*Task*
Start with the first line of the data and end with the line that holds "For every instance of the dirt driveway, give"; write out each one exactly.

*Available data*
* * * *
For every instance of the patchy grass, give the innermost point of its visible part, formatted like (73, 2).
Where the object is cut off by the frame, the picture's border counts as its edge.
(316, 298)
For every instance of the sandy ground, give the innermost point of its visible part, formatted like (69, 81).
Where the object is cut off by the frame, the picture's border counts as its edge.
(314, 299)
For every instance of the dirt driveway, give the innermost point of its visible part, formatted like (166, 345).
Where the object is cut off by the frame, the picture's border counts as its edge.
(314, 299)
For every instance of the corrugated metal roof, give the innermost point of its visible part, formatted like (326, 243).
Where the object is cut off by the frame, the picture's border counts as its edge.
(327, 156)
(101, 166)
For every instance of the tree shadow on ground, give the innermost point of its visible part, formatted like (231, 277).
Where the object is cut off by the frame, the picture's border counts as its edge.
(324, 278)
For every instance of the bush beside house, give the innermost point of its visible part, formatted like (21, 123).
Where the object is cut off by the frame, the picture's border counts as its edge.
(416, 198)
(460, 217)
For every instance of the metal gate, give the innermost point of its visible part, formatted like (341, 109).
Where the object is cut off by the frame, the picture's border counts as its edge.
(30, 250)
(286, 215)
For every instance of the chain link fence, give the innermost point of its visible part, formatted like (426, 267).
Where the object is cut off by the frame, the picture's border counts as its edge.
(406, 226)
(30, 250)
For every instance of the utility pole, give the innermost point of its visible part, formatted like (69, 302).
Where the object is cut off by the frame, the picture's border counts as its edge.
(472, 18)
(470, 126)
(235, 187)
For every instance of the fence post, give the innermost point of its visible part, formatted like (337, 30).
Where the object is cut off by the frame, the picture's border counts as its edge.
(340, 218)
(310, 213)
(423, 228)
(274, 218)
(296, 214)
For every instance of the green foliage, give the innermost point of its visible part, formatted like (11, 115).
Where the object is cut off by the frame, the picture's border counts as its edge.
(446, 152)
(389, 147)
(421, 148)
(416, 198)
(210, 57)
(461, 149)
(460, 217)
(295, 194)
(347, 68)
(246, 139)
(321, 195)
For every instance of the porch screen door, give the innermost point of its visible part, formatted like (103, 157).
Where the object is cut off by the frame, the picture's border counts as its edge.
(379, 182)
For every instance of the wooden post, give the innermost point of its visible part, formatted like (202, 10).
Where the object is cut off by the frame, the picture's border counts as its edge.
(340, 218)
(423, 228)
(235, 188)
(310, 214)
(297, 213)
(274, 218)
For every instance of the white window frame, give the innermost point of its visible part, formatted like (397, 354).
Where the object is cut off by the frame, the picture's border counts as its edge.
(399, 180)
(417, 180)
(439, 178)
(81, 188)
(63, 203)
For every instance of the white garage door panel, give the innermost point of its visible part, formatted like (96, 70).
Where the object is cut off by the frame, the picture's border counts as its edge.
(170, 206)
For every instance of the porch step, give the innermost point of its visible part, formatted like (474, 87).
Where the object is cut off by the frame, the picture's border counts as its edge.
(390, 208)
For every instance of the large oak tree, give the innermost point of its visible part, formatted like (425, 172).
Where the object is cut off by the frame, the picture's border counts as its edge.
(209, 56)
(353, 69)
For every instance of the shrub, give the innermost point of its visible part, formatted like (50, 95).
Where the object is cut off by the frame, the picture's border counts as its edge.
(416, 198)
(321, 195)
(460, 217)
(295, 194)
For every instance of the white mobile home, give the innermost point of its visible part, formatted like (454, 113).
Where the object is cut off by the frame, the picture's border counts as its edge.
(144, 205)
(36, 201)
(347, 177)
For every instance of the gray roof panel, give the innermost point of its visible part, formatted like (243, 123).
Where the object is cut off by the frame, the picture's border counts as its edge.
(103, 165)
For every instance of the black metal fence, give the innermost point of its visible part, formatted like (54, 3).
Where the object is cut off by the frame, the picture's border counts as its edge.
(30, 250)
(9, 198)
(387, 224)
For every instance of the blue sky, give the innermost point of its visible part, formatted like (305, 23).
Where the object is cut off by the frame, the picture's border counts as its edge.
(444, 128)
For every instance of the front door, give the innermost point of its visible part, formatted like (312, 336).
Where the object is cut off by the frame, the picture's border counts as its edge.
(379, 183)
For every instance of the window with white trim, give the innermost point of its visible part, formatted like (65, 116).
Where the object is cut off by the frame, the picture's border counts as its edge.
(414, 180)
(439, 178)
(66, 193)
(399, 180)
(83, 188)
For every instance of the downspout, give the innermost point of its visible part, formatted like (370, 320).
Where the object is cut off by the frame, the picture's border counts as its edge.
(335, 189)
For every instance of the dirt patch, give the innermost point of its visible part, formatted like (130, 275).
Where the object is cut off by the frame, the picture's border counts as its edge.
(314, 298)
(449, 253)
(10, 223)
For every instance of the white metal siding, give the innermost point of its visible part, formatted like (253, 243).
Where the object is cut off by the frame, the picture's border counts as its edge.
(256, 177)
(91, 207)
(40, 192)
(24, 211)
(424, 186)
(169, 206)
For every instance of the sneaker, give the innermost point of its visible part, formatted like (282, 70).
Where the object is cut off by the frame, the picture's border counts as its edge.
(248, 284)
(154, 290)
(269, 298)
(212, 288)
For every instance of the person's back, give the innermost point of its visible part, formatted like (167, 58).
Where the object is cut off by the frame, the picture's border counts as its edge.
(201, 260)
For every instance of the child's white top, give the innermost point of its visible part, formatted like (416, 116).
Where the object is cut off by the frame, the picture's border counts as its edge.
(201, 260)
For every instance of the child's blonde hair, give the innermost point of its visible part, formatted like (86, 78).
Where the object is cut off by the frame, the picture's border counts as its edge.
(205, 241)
* * * *
*Reply to the exercise*
For every instance of the patchy grass, give the innermost point of its visible part, formatted like (73, 2).
Where the object is cut off by the frame, the picture's border counts as its edge.
(316, 298)
For every instance of the sandy ground, give the innermost point of its visible part, formatted like (69, 81).
Where the object is cut off by the frame, the picture's border counts as its edge.
(314, 299)
For every instance of the dirt driveway, give the innermost point of its visible part, formatted like (166, 345).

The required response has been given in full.